LISTED ENTRIES: Begin
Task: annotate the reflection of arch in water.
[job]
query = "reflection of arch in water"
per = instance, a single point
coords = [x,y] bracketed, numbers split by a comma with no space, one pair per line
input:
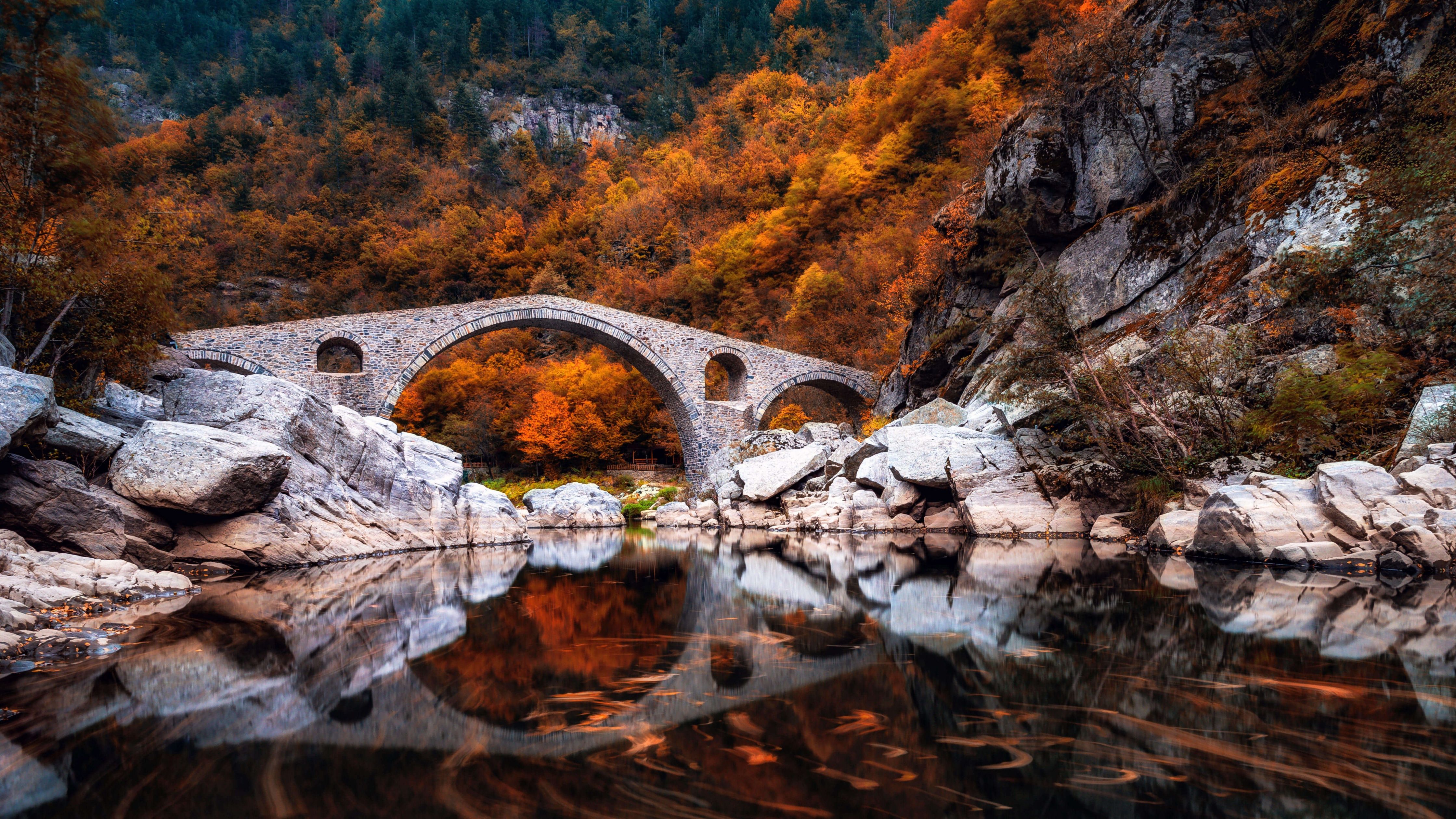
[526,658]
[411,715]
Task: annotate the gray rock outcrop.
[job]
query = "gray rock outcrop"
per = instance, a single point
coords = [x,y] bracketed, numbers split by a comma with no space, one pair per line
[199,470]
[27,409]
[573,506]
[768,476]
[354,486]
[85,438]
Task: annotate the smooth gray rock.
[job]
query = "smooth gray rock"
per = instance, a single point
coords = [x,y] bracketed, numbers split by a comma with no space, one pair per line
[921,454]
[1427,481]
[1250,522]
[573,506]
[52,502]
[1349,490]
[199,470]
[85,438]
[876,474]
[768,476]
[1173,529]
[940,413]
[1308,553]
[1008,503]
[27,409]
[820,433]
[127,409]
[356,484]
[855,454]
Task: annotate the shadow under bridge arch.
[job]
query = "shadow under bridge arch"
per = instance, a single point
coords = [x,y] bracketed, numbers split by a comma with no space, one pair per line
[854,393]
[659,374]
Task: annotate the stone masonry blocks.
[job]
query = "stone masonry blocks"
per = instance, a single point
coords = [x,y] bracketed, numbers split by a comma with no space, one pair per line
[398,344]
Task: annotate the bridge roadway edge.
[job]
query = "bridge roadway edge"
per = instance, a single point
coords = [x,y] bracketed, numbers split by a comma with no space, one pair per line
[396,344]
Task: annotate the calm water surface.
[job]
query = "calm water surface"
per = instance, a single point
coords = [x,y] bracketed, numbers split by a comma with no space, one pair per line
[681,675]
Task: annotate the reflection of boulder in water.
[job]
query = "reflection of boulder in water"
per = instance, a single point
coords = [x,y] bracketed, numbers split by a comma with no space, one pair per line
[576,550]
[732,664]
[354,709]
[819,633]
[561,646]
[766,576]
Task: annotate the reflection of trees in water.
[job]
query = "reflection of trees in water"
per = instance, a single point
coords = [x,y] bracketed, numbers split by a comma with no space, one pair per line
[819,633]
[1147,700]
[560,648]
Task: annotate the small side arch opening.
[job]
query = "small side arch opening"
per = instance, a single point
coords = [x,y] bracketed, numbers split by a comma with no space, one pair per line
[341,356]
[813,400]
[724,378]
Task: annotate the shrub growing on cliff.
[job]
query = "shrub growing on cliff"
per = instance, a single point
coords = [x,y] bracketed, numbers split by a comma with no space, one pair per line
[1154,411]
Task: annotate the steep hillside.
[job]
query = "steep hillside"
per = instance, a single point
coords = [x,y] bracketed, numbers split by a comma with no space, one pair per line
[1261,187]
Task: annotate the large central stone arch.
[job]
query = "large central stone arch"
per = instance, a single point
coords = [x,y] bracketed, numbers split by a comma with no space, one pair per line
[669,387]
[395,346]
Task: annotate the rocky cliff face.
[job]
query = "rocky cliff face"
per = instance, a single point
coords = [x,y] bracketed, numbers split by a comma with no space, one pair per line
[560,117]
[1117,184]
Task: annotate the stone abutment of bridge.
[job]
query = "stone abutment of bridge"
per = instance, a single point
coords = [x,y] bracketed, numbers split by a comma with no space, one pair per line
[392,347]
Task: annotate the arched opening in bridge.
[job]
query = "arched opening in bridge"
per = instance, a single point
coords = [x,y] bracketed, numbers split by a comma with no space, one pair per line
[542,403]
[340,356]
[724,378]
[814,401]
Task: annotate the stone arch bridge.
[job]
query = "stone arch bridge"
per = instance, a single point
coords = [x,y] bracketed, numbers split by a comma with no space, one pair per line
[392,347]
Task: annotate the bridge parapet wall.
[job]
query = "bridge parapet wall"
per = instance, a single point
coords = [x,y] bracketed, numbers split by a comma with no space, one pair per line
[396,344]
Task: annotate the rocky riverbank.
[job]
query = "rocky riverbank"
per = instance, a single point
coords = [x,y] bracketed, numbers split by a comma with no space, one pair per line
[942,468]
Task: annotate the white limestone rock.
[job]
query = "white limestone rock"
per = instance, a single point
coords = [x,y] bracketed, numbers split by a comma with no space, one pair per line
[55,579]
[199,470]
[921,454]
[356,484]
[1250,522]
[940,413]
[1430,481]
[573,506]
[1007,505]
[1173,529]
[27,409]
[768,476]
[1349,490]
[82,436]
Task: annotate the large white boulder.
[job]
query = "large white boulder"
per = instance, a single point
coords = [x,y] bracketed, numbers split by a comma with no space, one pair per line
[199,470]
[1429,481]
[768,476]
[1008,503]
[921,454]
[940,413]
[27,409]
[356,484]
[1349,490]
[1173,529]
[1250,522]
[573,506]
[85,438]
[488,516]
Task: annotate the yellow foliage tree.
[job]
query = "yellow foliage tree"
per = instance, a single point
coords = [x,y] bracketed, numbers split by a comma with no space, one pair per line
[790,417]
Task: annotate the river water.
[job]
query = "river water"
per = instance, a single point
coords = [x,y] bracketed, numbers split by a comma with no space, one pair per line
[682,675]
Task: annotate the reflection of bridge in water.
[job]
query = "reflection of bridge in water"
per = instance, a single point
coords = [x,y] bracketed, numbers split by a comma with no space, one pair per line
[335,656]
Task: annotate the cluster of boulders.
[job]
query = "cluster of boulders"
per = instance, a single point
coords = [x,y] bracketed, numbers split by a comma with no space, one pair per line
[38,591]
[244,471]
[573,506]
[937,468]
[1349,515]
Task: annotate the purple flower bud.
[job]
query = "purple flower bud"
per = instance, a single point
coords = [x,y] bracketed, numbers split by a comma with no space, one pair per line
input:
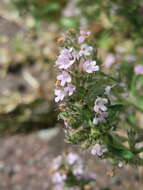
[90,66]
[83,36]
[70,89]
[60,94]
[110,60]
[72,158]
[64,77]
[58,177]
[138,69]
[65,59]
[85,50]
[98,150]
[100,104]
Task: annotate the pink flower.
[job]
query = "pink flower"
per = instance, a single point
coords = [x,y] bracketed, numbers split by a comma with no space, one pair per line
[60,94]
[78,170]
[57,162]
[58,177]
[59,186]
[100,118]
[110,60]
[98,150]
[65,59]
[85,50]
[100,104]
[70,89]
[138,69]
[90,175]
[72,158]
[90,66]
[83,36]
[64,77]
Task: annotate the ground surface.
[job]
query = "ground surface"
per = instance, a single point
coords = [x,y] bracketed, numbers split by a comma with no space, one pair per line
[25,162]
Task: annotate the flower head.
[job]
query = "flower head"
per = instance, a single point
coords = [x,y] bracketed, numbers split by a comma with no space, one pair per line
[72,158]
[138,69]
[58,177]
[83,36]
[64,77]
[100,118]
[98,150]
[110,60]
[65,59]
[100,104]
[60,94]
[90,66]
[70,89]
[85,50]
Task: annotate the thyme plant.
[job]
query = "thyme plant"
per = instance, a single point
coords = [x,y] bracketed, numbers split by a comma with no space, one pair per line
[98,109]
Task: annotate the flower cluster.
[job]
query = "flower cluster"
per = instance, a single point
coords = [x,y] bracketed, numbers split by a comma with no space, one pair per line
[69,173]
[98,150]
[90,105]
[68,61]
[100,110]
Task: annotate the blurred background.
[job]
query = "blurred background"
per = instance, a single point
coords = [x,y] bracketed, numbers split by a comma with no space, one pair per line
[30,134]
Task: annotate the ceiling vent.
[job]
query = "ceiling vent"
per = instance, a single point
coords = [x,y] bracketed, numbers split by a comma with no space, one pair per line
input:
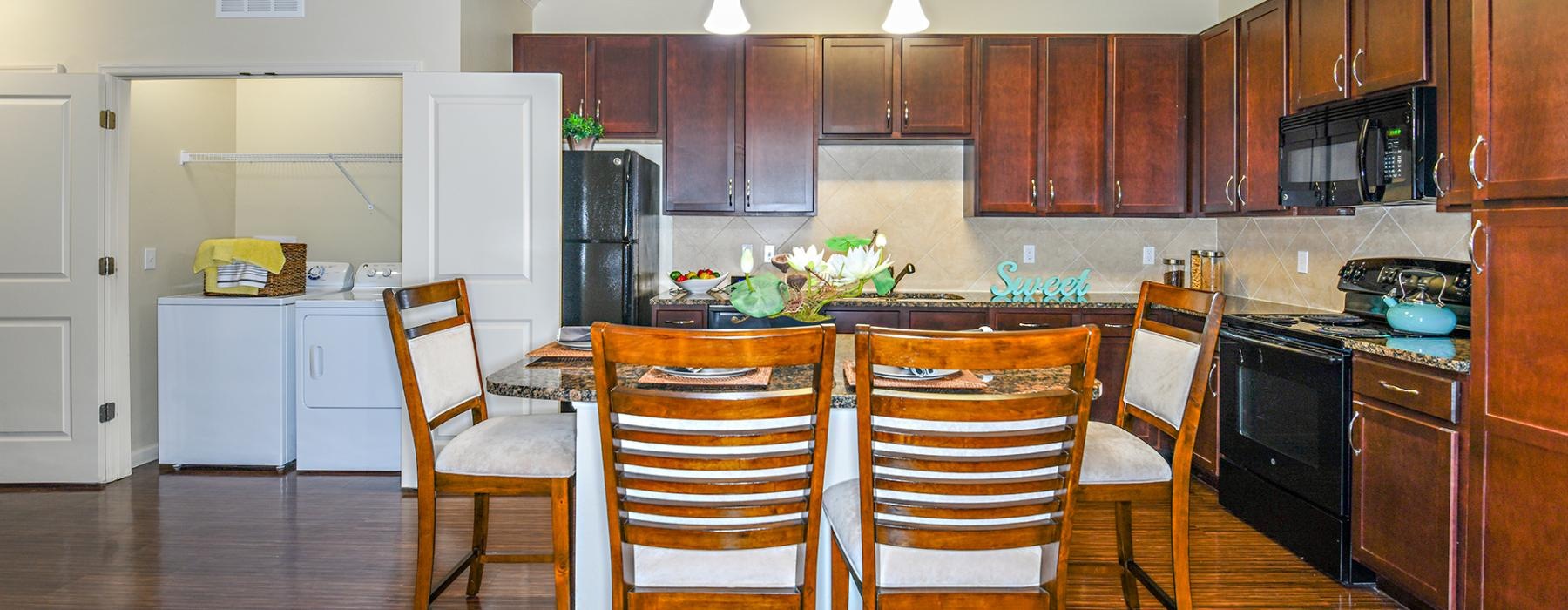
LISTED ENTRIES: End
LISTED ENTRIES: Begin
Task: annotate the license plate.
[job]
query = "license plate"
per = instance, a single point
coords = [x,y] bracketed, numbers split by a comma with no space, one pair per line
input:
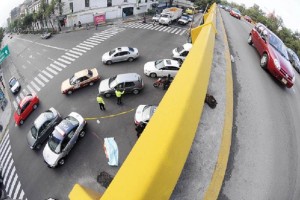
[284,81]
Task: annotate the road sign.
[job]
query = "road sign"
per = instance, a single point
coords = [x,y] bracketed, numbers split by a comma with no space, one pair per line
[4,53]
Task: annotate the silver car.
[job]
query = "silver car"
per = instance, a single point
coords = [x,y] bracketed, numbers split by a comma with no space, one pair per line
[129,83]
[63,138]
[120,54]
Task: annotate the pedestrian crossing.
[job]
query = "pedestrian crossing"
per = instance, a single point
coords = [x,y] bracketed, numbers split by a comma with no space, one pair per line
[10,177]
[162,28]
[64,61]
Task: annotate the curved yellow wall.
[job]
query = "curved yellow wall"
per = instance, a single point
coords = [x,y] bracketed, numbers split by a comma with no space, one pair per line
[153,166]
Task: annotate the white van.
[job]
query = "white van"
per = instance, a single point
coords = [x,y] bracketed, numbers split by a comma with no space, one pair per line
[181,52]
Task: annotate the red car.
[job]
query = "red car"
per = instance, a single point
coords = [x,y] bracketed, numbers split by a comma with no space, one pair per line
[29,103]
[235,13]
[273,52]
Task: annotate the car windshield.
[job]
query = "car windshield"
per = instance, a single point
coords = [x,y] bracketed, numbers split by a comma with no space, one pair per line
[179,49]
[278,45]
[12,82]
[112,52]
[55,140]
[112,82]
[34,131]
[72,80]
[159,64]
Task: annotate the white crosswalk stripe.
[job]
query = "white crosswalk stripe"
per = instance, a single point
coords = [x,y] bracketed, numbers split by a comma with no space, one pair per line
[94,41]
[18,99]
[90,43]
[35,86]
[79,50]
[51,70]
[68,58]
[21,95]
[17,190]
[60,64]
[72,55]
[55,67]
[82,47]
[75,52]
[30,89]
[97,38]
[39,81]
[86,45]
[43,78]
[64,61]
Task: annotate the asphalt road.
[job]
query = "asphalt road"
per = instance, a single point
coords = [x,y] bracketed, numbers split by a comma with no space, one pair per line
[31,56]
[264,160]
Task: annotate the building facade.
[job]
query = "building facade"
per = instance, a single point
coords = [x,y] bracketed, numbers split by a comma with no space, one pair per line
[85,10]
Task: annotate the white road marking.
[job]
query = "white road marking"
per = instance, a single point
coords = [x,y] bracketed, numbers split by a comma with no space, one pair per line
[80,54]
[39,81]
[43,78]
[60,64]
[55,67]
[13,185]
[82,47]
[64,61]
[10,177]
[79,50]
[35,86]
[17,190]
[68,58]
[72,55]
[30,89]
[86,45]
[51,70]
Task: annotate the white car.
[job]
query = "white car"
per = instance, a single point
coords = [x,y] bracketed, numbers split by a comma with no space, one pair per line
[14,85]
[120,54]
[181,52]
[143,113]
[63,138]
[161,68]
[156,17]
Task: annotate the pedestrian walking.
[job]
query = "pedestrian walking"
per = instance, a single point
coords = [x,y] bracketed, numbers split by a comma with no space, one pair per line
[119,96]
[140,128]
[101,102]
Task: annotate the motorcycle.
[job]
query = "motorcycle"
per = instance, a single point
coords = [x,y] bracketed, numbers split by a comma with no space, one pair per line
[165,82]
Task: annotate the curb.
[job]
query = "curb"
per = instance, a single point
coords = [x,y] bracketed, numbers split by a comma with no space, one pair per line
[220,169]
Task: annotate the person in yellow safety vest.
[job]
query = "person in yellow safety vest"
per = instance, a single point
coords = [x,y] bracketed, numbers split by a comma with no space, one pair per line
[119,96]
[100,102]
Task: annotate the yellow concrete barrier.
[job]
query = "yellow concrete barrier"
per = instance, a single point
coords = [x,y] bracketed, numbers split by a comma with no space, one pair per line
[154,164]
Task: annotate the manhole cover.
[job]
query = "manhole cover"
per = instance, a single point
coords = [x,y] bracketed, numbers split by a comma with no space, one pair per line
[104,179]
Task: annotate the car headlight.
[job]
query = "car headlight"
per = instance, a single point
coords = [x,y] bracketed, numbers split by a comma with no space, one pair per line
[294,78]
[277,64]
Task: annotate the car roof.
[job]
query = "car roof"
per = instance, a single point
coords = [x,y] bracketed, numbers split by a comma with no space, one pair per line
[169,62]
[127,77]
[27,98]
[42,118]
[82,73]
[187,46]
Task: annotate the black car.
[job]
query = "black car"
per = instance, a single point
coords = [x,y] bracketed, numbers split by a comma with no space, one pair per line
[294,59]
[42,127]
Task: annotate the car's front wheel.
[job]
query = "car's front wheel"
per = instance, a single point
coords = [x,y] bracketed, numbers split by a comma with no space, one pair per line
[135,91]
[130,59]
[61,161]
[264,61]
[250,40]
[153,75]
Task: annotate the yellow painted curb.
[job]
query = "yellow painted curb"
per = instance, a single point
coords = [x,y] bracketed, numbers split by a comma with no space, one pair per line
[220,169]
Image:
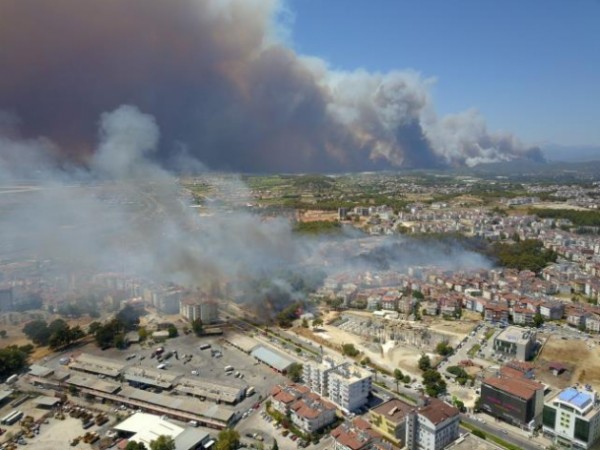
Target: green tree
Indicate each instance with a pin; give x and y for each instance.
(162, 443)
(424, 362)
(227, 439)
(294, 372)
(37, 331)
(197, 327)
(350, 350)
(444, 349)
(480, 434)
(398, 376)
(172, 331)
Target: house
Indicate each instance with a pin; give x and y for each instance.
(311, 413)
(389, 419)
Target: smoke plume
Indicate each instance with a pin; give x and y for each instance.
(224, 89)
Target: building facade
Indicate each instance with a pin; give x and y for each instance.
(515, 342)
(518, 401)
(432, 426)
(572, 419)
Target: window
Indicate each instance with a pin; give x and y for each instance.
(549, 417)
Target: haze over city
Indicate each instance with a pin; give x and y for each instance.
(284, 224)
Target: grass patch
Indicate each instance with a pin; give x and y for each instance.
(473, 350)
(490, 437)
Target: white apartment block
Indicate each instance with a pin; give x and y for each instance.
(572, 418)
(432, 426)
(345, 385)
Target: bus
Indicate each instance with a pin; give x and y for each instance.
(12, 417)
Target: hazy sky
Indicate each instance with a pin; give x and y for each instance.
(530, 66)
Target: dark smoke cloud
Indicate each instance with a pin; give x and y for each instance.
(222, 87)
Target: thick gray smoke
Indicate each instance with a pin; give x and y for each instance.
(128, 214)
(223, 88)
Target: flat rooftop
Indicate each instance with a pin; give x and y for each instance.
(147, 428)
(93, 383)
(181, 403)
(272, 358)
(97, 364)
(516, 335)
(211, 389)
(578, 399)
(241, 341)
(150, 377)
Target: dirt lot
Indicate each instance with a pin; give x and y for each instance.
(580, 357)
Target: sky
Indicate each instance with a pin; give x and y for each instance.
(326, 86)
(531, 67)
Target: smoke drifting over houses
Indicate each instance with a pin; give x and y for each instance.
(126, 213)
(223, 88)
LISTED ENTRIES: End
> YOUR GOAL: Look above for lines with the word "manhole" and copy them all.

> RESULT FOR THIS EXERCISE:
Task: annotate the manhole cover.
query = "manhole cover"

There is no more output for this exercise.